_ARTICLE_
· · · · · · ·
But in these uncertain post-Brexit times, it is all hands on deck and these two pre-school age children are part of a “soft power” pact between our Government and monarchy to bolster British interests with our European neighbour.
After all the pulling power of the image is significant – and these little ambassadors are part of the battle to win hearts and minds.
For this visit by the Duke and Duchess of Cambridge and their children, first to Poland and then to Germany starting today will inevitably be judged in the context of Brexit.
For the future King George, 3, and his little sister Charlotte, 2, such diplomatic foreign forays with mum and dad are a fun distraction – however it will one day become their lifestyle.
The little royals will not be seen much of the visits – only at arrivals and departures from countries and not at any official engagements.
Kensington Palace said George and Charlotte will only be seen in public “on at least a couple of occasions over the course of the week”.
They will be cared for by the royal nanny while William and Kate carry out and hectic round of officials engagements.
The five-day tour of joint tour at the request of the Foreign Office is Kate’s first trip Germany and the couple have not toured Poland before.
During last year’s visit to Germany, William gave a speech at a gala event alongside Chancellor Angela Merkel, saying the “depth” of Britain’s friendship with Germany would not change after Brexit.
Today they will be welcomed first in Warsaw by President Andrzej Duda.
They will visit the Warsaw Rising Museum, devoted to the bloody 1944 Polish uprising to free Nazi occupied Warsaw in World War Two.
William and Kate will also meet survivors of the Holocaust and the brutal atrocity of Hitler’s occupation.
While the couple are In Poland, they will visit the site of Stutthof concentration camp where 65,000 people were murdered by the Nazis.
They will also tour the site of Gdansk’s shipyards, that in the early 1980s became the first independent labour union in a Soviet-bloc country and gave rise to an anti-communist social movement that greatly contributed to the fall of communism.
While in Germany later in the week, Chancellor Angela Merkel will hold a private meeting with Prince William and his wife in Berlin before they carry out an engagement at the Brandenburg Gate, an emblem of German unification. They will also visit Berlin’s Holocaust museum and memorial.
In Heidelberg, twinned with Cambridge, they will take part – in separate boats – in a race as cox to opposing rowing teams in the race with crews from Cambridge and Heidelberg.
The government clearly thinks it will be beneficial to have such senior royals in Poland, and especially in Germany, at such a time.
It helps that Germany has a fascination with the British royals.
Our monarchy has close ties with Germany as a succession of sovereigns including George I – born in what has become modern German – were rulers of Hanover.
The Foreign Office believe such Royal visits play a “very important role” in the UK bilateral diplomacy bolstering cultural, economic or political, between the UK and the host country.
The appearance of Team Cambridge, of course, may not sway negotiations, but the Foreign Office believes it will help strengthen bilateral ties once the UK finally quits the EU.
· · · · · · ·
_GIVEN INFORMATION_
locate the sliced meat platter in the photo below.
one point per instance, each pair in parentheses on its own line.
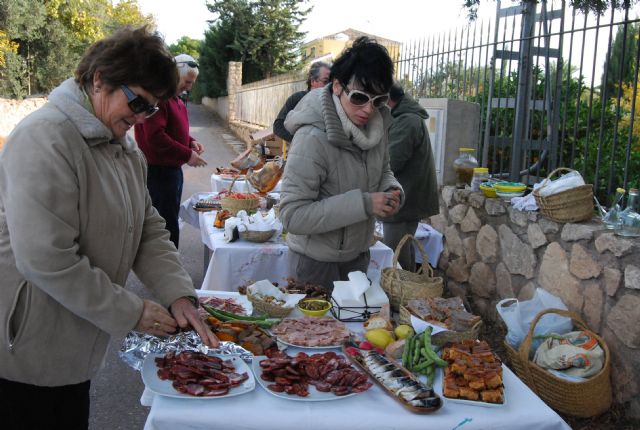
· · · · · · ·
Drawing on the article about the royal tour of Poland and Germany, explain in one to three sentences why the two young children are described as contributing to British interests.

_PROBLEM SOLUTION_
The article says that the pulling power of the children's image is significant, which makes them "little ambassadors" in the battle to win hearts and minds. It therefore counts them as part of a "soft power" pact between the Government and the monarchy to bolster British interests with a European neighbour.